▶ Exercise requirements
List every line of the listing that contains the string "xmlns", copying each such line in full. Match case exactly.

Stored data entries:
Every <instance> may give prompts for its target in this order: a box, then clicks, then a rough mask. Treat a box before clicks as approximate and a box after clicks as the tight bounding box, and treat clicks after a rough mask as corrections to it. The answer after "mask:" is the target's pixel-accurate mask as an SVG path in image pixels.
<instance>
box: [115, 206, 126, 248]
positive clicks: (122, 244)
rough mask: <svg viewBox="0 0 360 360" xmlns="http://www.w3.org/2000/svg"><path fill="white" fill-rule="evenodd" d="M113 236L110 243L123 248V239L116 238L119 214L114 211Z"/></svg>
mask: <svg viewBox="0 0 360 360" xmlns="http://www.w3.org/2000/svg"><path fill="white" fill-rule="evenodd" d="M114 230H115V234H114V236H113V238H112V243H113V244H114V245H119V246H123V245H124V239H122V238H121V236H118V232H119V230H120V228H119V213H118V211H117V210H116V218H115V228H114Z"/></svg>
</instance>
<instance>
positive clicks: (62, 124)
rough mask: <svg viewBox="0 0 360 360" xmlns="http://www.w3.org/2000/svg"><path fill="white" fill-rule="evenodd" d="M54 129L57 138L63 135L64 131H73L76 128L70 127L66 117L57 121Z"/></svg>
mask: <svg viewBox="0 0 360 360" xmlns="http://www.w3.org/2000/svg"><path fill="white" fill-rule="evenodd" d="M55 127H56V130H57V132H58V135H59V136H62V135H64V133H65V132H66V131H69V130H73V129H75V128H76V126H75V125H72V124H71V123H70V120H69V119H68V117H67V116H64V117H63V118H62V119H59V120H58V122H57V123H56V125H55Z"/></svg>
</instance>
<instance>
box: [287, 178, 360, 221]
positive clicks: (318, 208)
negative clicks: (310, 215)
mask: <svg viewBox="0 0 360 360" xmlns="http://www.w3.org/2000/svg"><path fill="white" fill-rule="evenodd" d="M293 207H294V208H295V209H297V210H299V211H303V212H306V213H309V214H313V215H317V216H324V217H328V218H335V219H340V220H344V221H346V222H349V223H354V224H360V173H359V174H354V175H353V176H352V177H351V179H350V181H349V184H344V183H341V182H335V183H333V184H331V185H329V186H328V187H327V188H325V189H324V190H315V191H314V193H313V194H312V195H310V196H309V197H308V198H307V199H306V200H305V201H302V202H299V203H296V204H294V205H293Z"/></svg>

▶ Exercise output
rough mask: <svg viewBox="0 0 360 360" xmlns="http://www.w3.org/2000/svg"><path fill="white" fill-rule="evenodd" d="M113 236L110 243L123 248V239L116 238L119 214L114 211Z"/></svg>
mask: <svg viewBox="0 0 360 360" xmlns="http://www.w3.org/2000/svg"><path fill="white" fill-rule="evenodd" d="M114 230H115V234H114V236H113V238H112V243H113V244H114V245H119V246H123V245H124V239H122V238H121V236H118V232H119V230H120V228H119V213H118V211H117V210H116V218H115V228H114Z"/></svg>
rough mask: <svg viewBox="0 0 360 360" xmlns="http://www.w3.org/2000/svg"><path fill="white" fill-rule="evenodd" d="M54 129L57 138L63 135L64 131H73L76 128L70 127L66 117L57 121Z"/></svg>
mask: <svg viewBox="0 0 360 360" xmlns="http://www.w3.org/2000/svg"><path fill="white" fill-rule="evenodd" d="M55 127H56V130H57V132H58V135H59V136H62V135H64V133H65V132H66V131H69V130H73V129H75V128H76V126H75V125H72V124H71V123H70V120H69V119H68V117H67V116H64V117H63V118H62V119H59V120H58V122H57V123H56V125H55Z"/></svg>
mask: <svg viewBox="0 0 360 360" xmlns="http://www.w3.org/2000/svg"><path fill="white" fill-rule="evenodd" d="M293 207H294V208H295V209H297V210H299V211H303V212H306V213H309V214H313V215H317V216H324V217H328V218H335V219H340V220H344V221H346V222H349V223H354V224H360V173H359V174H354V175H353V176H352V177H351V179H350V181H349V184H344V183H341V182H335V183H333V184H331V185H329V186H328V187H327V188H325V189H324V190H315V191H314V193H313V194H312V195H310V196H309V197H308V198H307V199H306V200H305V201H302V202H299V203H296V204H294V205H293Z"/></svg>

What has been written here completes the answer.